-- Task material start --

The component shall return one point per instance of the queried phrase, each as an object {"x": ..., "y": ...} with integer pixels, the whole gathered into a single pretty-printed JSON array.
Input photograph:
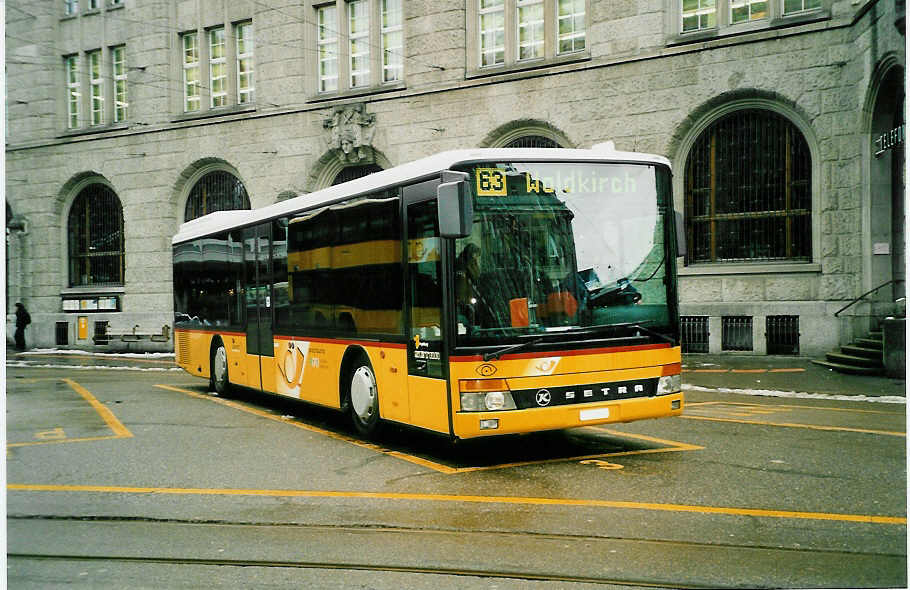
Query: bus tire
[
  {"x": 364, "y": 398},
  {"x": 219, "y": 380}
]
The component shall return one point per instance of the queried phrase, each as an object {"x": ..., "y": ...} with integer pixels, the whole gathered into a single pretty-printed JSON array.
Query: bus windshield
[{"x": 560, "y": 248}]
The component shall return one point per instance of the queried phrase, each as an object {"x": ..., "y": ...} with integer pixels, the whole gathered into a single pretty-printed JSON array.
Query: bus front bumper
[{"x": 476, "y": 424}]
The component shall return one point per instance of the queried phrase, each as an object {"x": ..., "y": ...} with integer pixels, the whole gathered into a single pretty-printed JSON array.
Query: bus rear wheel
[
  {"x": 364, "y": 397},
  {"x": 219, "y": 380}
]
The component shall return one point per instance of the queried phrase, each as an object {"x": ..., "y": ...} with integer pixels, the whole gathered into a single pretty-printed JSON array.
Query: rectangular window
[
  {"x": 73, "y": 94},
  {"x": 118, "y": 68},
  {"x": 571, "y": 25},
  {"x": 392, "y": 41},
  {"x": 191, "y": 84},
  {"x": 530, "y": 29},
  {"x": 327, "y": 47},
  {"x": 245, "y": 80},
  {"x": 217, "y": 68},
  {"x": 97, "y": 87},
  {"x": 792, "y": 6},
  {"x": 742, "y": 11},
  {"x": 492, "y": 33},
  {"x": 698, "y": 15},
  {"x": 359, "y": 37}
]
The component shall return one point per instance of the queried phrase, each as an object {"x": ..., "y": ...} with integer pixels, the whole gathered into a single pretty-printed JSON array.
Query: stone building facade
[{"x": 783, "y": 119}]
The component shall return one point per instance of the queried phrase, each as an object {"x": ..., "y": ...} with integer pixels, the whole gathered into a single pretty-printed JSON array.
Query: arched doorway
[{"x": 887, "y": 184}]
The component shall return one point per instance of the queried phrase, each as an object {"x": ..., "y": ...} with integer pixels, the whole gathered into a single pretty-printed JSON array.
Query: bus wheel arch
[
  {"x": 360, "y": 392},
  {"x": 219, "y": 380}
]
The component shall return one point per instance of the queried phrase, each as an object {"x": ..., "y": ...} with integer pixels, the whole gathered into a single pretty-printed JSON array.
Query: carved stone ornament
[{"x": 352, "y": 131}]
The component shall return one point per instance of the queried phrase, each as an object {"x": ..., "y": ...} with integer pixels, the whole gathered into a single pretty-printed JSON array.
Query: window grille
[
  {"x": 748, "y": 191},
  {"x": 736, "y": 333},
  {"x": 96, "y": 238},
  {"x": 782, "y": 334},
  {"x": 216, "y": 191},
  {"x": 694, "y": 333},
  {"x": 533, "y": 141},
  {"x": 101, "y": 335},
  {"x": 62, "y": 333},
  {"x": 354, "y": 172}
]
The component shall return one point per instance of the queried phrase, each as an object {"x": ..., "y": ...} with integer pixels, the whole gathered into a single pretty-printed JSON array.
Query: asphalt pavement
[{"x": 735, "y": 373}]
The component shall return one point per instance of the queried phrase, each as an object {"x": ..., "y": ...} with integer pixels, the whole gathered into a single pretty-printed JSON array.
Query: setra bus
[{"x": 471, "y": 293}]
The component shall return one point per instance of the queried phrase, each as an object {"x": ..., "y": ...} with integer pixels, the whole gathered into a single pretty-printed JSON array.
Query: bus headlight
[
  {"x": 486, "y": 401},
  {"x": 669, "y": 384}
]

-- Task material end --

§ **Direction**
Without including any pictures, print each record exactly.

§ **Correct result**
The component shall return one point per instance of the queried phrase, each as an object {"x": ..., "y": ...} with integer pixels, the whole gathered into a single pretty-printed JSON array.
Input photograph:
Query: bus tire
[
  {"x": 364, "y": 398},
  {"x": 219, "y": 380}
]
The component shall return one point per instance of the queried phrase, each as an object {"x": ..., "y": ...} with integer pixels, the whole gathered into a single pretty-printed JSON array.
Query: bus windshield
[{"x": 560, "y": 248}]
The component shall return one point per instance of the queried phrase, each as an object {"x": ..., "y": ...} with integer pixels, the whole gathered into a single pretty-printed JSON array.
Query: bus front bumper
[{"x": 476, "y": 424}]
The component shall return one point per instance of the queried phrase, each as an object {"x": ..., "y": ...} with integer pixels, the whole gathered into a single pretty-printed JSON array.
Query: bus rear wheel
[
  {"x": 364, "y": 397},
  {"x": 219, "y": 380}
]
The component shall return one point per instance of the queried phrase, each as an object {"x": ..., "y": ...} with integer pixels, the whole gathered into a single pretty-printed JSON array.
Query: rectangular window
[
  {"x": 73, "y": 94},
  {"x": 118, "y": 68},
  {"x": 571, "y": 25},
  {"x": 392, "y": 41},
  {"x": 191, "y": 84},
  {"x": 530, "y": 29},
  {"x": 327, "y": 47},
  {"x": 245, "y": 80},
  {"x": 217, "y": 68},
  {"x": 97, "y": 87},
  {"x": 792, "y": 6},
  {"x": 742, "y": 11},
  {"x": 492, "y": 33},
  {"x": 698, "y": 15},
  {"x": 359, "y": 37}
]
The component shall return one point per instance of the queried phrase, each as an object {"x": ..., "y": ...} with integer pixels, the whole gathered into a single pretty-printed JSON array.
Query: stone building facade
[{"x": 783, "y": 119}]
The component shall return one point per instance of the queried phrase, each as an object {"x": ..., "y": ...} with integer pixels, the whole gathered into a single pretty-printed JSON array.
Query: arched doorway
[{"x": 887, "y": 184}]
The component shall return one point per instance of the queried phrase, each as an object {"x": ..., "y": ...} with integer pixels, the whole gathered into a single pretty-printed JSON array.
Query: bus wheel arch
[
  {"x": 360, "y": 392},
  {"x": 219, "y": 380}
]
The component shall return one point per instance of the queried phrase, each as an object {"x": ..., "y": ...} with integer pixels, the whole gathered into a single pretty-printed JSON array.
Query: carved stone ornament
[{"x": 352, "y": 131}]
The component shall return one point per instance of the queried phrase, each as an object {"x": ..., "y": ...} with integer pixels, the whole gathered into a single pretty-printed JSON array.
Query: window grille
[
  {"x": 748, "y": 191},
  {"x": 736, "y": 333},
  {"x": 96, "y": 238},
  {"x": 782, "y": 334},
  {"x": 216, "y": 191},
  {"x": 694, "y": 333},
  {"x": 533, "y": 141},
  {"x": 101, "y": 335},
  {"x": 62, "y": 333},
  {"x": 354, "y": 172}
]
The component shall return one point per instance of the queried phrase, each as an object {"x": ..., "y": ...} with integer pixels, the whole gathered into a single pretty-printed JSON array.
Query: asphalt pavement
[{"x": 735, "y": 373}]
The component shall return one point per instance of the queried phrase, each as an object {"x": ..., "y": ...} with integer pixels, the whole gathered into a single pretty-printed JSON array.
Query: setra bus
[{"x": 471, "y": 293}]
The component shall return one point per instance of the queried phrase, each as an object {"x": ..., "y": ...} with integer pixels, the whole gathered into a single pretty-printed JSON array.
Query: bus headlight
[
  {"x": 486, "y": 401},
  {"x": 669, "y": 384}
]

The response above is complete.